Referring expression data
'''

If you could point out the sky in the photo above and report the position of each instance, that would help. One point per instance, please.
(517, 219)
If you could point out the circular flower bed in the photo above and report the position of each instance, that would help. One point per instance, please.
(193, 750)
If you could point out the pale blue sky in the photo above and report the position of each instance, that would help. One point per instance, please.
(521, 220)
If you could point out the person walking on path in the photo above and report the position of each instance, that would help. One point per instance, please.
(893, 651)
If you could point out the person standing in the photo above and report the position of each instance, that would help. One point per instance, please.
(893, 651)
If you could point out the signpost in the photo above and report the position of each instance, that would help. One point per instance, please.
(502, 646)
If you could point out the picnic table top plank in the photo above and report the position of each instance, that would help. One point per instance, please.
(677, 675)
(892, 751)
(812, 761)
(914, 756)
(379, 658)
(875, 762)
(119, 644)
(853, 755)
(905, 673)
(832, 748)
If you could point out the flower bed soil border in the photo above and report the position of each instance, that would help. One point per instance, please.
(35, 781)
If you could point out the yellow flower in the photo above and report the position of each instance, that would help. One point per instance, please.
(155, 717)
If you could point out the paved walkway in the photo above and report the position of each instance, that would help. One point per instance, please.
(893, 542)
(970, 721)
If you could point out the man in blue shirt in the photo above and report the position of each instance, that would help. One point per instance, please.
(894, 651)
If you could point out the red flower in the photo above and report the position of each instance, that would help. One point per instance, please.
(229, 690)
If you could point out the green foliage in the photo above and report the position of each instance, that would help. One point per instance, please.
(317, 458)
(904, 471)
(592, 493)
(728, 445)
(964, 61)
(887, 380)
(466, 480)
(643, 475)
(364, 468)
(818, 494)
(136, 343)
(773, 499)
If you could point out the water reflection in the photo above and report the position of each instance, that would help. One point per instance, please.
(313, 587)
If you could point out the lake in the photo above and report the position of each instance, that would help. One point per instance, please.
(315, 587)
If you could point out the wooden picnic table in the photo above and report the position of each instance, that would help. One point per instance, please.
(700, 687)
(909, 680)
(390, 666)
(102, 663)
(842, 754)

'''

• _THE PROBLEM_: Using the entries above, please restate each one word for word.

• _TASK RESPONSE_:
If you could point out the sky in the photo above and report the position of each instance, that would help. One point per instance, please.
(517, 219)
If you could point out the circular flower bed in the photo above and report the position of each instance, that would help. One point per instance, please.
(193, 750)
If you could point out the pale blue sky in the photo above and report the position of each instance, that would help. One point per instance, please.
(521, 220)
If you could point out the person walking on path in the photo above and report the position of each instance, that would help. One point per instance, please.
(893, 651)
If you could point out the person standing in the photo above and report the position of each instance, that would help. One point per instance, please.
(893, 651)
If you could point out the signpost in the photo above and report the position of each instance, that would help. One point per instance, please.
(502, 646)
If you could point out the picnic table top plank in the photo above and report the position of each instance, that would help. One point per instance, please.
(677, 675)
(892, 751)
(812, 761)
(914, 756)
(379, 658)
(875, 762)
(119, 644)
(853, 755)
(905, 673)
(832, 748)
If you could point out the flower bed soil border in the photo above and report the position of each instance, that would help. One point per instance, please.
(35, 781)
If you could point out the yellow flower in the photo above and report the position of each instance, that would help. One point per instance, please.
(155, 717)
If you could point out the paved walkway in the photo above and report the position of each instance, that would help. One point per instance, please.
(893, 542)
(970, 721)
If you could point out the man in blue shirt in the photo above and report the position of each instance, that would help. One point per instance, please.
(894, 651)
If you could point out the red flower in the photo above and report the position of each instance, that would help. One point per instance, please.
(229, 690)
If you could point out the green foliage in the photo above and report the position of each instance, that would help. One point per instance, please.
(317, 458)
(904, 471)
(592, 493)
(728, 445)
(964, 61)
(887, 380)
(466, 480)
(643, 475)
(364, 468)
(818, 494)
(136, 343)
(773, 499)
If you could point out the water reflection in the photo above and report the position of each instance, that would help. One point per instance, please.
(313, 587)
If you could point out the lake in the photo above and report the position of each instance, that would help. One point per instance, please.
(315, 587)
If you could point out the wooden picnic table in the photo above and report the position of each instance, that would help. One point per instance, please.
(700, 687)
(909, 680)
(390, 666)
(102, 663)
(842, 754)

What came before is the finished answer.